FRAGMENTO DADO:
- - -

Caminamos con las manos guardadas
en los bolsillos, nos sentamos en un sofá con la cabeza puesta en el vacío
dejando que las ideas se transformen en todo tipo de caprichos o temores, incluso.
Hay pensamientos que se nos
atascan en la garganta, como una excusa que no hemos podido pronunciar, una plegaria
que se nos enreda en la culpa, en la excusa del día vivido. Pensamientos que se
nos mezclan en el pecho como un suspiro en desarrollo, se siente fuerte, no
duele, pero son una Recoleta de edificios exclusivos, calles adoquinadas y
restaurantes, todo un conjunto de emociones que en ese pequeño espacio nos
aprietan desde el deseo, desde la fuga misma del cansancio.
Callamos un grito de libertad, nos
concentramos en el que hacer de cada día, de cada tarea incumplida.
Un prófugo tormento de actividades
que demandan total atención y que quizás las atendemos como mecanismo rutinario
de salir de la realidad, de pensar libremente porque allí, tal vez más al
fondo, es donde residen los inquietantes cuestionamientos de la vida.
Ambientamos la vida en proyectos
que permitan crecer el intelecto y el aspiracional motivo de existir, como una
tentación, diría Cioran.

- - -

POR HACER:
- 1) Reproduce textualmente los registros, empezando en la línea que contiene "label the sidewalk, a point per instance." y terminando al final de los registros, ambos extremos incluidos.
- 2) Continúa el fragmento sobre los pensamientos y la rutina de cada día a partir de su última oración.

- - -

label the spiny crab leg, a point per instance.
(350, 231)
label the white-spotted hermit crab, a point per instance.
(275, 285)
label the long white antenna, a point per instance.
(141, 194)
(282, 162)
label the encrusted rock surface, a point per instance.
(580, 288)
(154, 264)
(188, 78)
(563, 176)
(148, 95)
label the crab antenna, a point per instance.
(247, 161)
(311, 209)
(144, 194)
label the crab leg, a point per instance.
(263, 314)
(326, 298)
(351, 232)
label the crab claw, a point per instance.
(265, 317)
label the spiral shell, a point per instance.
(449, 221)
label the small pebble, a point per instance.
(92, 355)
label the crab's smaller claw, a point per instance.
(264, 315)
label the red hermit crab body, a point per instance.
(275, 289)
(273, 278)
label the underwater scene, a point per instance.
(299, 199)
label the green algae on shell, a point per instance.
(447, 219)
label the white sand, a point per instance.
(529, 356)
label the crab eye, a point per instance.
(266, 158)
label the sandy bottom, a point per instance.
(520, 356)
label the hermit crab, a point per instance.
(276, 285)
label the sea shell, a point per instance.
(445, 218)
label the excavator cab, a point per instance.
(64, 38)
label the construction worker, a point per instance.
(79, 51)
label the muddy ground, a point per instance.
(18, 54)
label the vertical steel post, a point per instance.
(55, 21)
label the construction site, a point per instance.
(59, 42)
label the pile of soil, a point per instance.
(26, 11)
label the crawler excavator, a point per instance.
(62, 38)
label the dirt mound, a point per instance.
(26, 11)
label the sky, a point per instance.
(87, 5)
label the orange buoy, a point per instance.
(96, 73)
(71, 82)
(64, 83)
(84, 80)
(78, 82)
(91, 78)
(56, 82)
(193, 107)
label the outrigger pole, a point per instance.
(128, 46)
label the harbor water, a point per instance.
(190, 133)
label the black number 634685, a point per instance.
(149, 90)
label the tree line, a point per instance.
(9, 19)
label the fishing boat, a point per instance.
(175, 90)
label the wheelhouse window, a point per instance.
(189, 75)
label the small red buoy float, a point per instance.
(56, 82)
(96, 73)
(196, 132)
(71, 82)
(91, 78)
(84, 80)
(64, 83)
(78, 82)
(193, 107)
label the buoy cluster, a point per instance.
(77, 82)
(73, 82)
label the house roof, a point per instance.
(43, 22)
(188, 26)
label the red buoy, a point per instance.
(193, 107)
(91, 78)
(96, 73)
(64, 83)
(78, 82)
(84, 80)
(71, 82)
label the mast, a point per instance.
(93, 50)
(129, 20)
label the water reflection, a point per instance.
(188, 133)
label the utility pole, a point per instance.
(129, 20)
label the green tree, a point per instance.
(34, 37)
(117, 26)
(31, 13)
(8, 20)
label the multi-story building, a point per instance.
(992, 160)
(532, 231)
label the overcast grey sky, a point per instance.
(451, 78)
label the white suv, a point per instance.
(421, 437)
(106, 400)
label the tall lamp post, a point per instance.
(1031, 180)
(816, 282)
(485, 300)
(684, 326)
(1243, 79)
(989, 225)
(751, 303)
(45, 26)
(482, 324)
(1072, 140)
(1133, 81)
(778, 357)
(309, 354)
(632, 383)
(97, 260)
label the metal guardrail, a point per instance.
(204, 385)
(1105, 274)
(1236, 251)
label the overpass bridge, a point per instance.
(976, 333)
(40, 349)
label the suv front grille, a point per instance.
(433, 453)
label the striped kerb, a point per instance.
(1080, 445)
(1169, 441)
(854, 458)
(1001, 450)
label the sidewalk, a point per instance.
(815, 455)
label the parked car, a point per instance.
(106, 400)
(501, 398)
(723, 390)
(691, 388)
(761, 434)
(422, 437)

- - -

RESULTADOS:
- 1)
label the sidewalk, a point per instance.
(815, 455)
label the parked car, a point per instance.
(106, 400)
(501, 398)
(723, 390)
(691, 388)
(761, 434)
(422, 437)

- 2)
Alguna vez quise dejar de lado todo aquello a lo que amaba como un acto de madurez, entender que en ese esfuerzo me estaba aferrando a unas tareas exigentes que nada dejaban de rédito, por el contrario comenzaba a hacer invisible al verdadero ser que estaba luchando por un lugar en el tiempo y el espacio, es doloroso entender que ciertas pasiones se deben de dejar de lado, abusar de la confianza del silencio y suplicar por un siguiente camino.
Fue así que proyectos íntimos se desvanecieron
en la cúspide de su existencia, había que atender una existencia mayor, la del
joven soñador, la del niño profeta, la del adulto contemporáneo que en un
escritorio insistiría en materializar las ideas del ayer.
Primero fue la palabra, en ella
los sueños se hicieron letras que fueron leídas en reuniones y rincones
virtuales.
Las acciones derivaron en sueños,
porque los sueños deben de verbalizarse para poderse identificar, dar un plan y
una meta, sino, serían solamente fantasías.
Fantasías que debemos como el
silencio que clamamos, conservar con cautela pues de ellas pueden surgir
potentes males que en nombre del mañana nos arrastran a una frustración
magnánima, al mejor estilo de la belle époque.
Hay pensamientos que se nos
atascan en la garganta, como una excusa que no se ha podido superar: el premio
de hace veinte años, el mérito de aquellas tardes de febrero, esa copa de vino que
nos tomamos en San Antonio, durante un noviembre cordial.
Pensamientos que siendo justos han
evolucionado en nuevas metas y proyectos, pero el cansancio es el producto de
todos esos proyectos y metas dibujadas en la sonrisa del entusiasta, este
entusiasta.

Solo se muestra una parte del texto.